→ **Given task 1**: Render the records that come after the text below as a Markdown table with the columns Row and Line, one numbered row per line and blank lines omitted. Cover every record and leave the pictures out.

→ **Text extract**:
______

Murang'a Deputy Governor Stephen Munania told Nation.Africa that it is true there is an alcoholism crisis in the county.
"As a youth aged 29 years, I feel the problem and I identify with it. We have a problem that needs to be dealt with," he said.
Mr Munania said that the problem differ from region to the other.
"Areas that have more unemployed people record more alcoholic challenge. We have a lower rate of alcoholism in the tea zones where most residents are largely engaged in tea picking. The alcoholism problem is more ingrained in the lower zones where poverty levels are high," he said.
The Deputy Governor said there is a concerning trend across the county and especially in every shopping centre "where availability of alcohol has kept the youth and unemployed in perpetual drunkenness by patronizing illicit and cheap liquor dens".
He said that the County government will implement proper licensing mechanism that is anchored in the existing laws.
"We will also execute a robust policy framework that ensures an interagency security partnership to enforce the necessary regulatory policies," he said.
Further, Mr Munania said "tackling alcoholism among the population will require broader mindset than just insisting on law".
He said that governor Irungu Kang'ata government has committed itself to providing economic emancipation to many through better agribusiness returns, capacity building through Technical and Vocational Education Training and more support to poor families.
"For the serious cases, we will invest resources in rehabilitation efforts through our healthcare facilities," he said.
County Commissioner Mr Karuku Ngumo urged the residents to have the responsibility to report any incident that pose a threat to their security to police or other security agents.
“Report to us those who are behind those illegal activities. There is a safe digital way of reporting to us all those officers and civilians exposing you to any form of threats. When those reports reach us, we always act. Those junior officers might be doing things that are not known to us but when you address them to us, action is always taken to correct the situation," he said.

______

→ **Given task 2**: Reproduce word for word the portion of the text above on alcoholism in Murang'a County, starting at "Further, Mr Munania" and ending at "other security agents.".

______

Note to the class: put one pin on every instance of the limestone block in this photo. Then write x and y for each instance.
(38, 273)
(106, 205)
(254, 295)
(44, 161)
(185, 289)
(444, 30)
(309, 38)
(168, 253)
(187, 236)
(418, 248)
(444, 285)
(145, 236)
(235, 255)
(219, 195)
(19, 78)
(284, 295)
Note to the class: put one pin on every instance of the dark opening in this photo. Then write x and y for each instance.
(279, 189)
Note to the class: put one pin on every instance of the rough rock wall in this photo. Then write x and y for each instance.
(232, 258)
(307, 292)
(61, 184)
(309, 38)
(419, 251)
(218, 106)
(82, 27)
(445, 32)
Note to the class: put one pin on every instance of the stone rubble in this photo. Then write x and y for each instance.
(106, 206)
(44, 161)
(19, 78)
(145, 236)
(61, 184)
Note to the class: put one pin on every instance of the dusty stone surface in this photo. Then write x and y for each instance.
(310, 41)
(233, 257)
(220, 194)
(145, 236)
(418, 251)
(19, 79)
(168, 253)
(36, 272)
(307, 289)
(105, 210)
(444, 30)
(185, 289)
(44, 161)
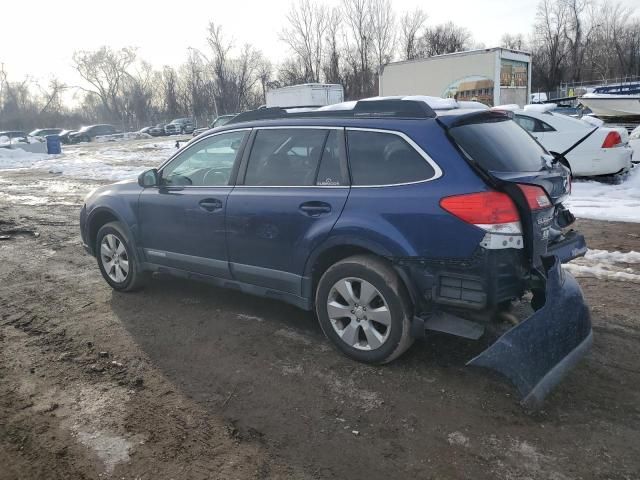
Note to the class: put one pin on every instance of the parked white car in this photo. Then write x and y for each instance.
(604, 152)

______

→ **Task response 1**:
| Row | Line |
|---|---|
| 1 | Note to the class: put one pin on every instance of the limestone block in this photo. Then write x and y for each instance. |
| 2 | (38, 273) |
| 3 | (106, 205) |
| 4 | (254, 295) |
| 5 | (44, 161) |
| 6 | (185, 289) |
| 7 | (444, 30) |
| 8 | (309, 38) |
| 9 | (168, 253) |
| 10 | (187, 236) |
| 11 | (418, 248) |
| 12 | (444, 285) |
| 13 | (145, 236) |
| 14 | (235, 255) |
| 15 | (219, 195) |
| 16 | (19, 78) |
| 17 | (284, 295) |
| 18 | Note to the class: put one pin on every instance of the dark opening in this photo. Then write x and y for each instance. |
| 19 | (279, 189) |
| 20 | Note to the class: put one pin on every instance of the rough rock wall in this photo. Then write x and y for each instance. |
| 21 | (232, 258) |
| 22 | (307, 292) |
| 23 | (61, 184) |
| 24 | (309, 38) |
| 25 | (419, 251) |
| 26 | (218, 106) |
| 27 | (82, 27) |
| 28 | (445, 32) |
| 29 | Note to the class: put one pin on every instance of the stone rubble in this photo. Then write x and y for each instance. |
| 30 | (106, 206) |
| 31 | (44, 161) |
| 32 | (19, 78) |
| 33 | (145, 236) |
| 34 | (61, 184) |
| 35 | Note to the class: put one pin on every instance of the dusty stone surface in this photo. Then write x and y for each instance. |
| 36 | (310, 41) |
| 37 | (233, 257) |
| 38 | (220, 194) |
| 39 | (145, 236) |
| 40 | (418, 251) |
| 41 | (19, 79) |
| 42 | (168, 253) |
| 43 | (36, 272) |
| 44 | (307, 289) |
| 45 | (105, 210) |
| 46 | (444, 30) |
| 47 | (185, 289) |
| 48 | (44, 161) |
| 49 | Note to the class: put one pin on every instance of the parked white car in this photo. Then write x and y for each instance. |
| 50 | (604, 152) |

→ **Task response 2**:
Further, Mr Munania said "tackling alcoholism among the population will require broader mindset than just insisting on law".
He said that governor Irungu Kang'ata government has committed itself to providing economic emancipation to many through better agribusiness returns, capacity building through Technical and Vocational Education Training and more support to poor families.
"For the serious cases, we will invest resources in rehabilitation efforts through our healthcare facilities," he said.
County Commissioner Mr Karuku Ngumo urged the residents to have the responsibility to report any incident that pose a threat to their security to police or other security agents.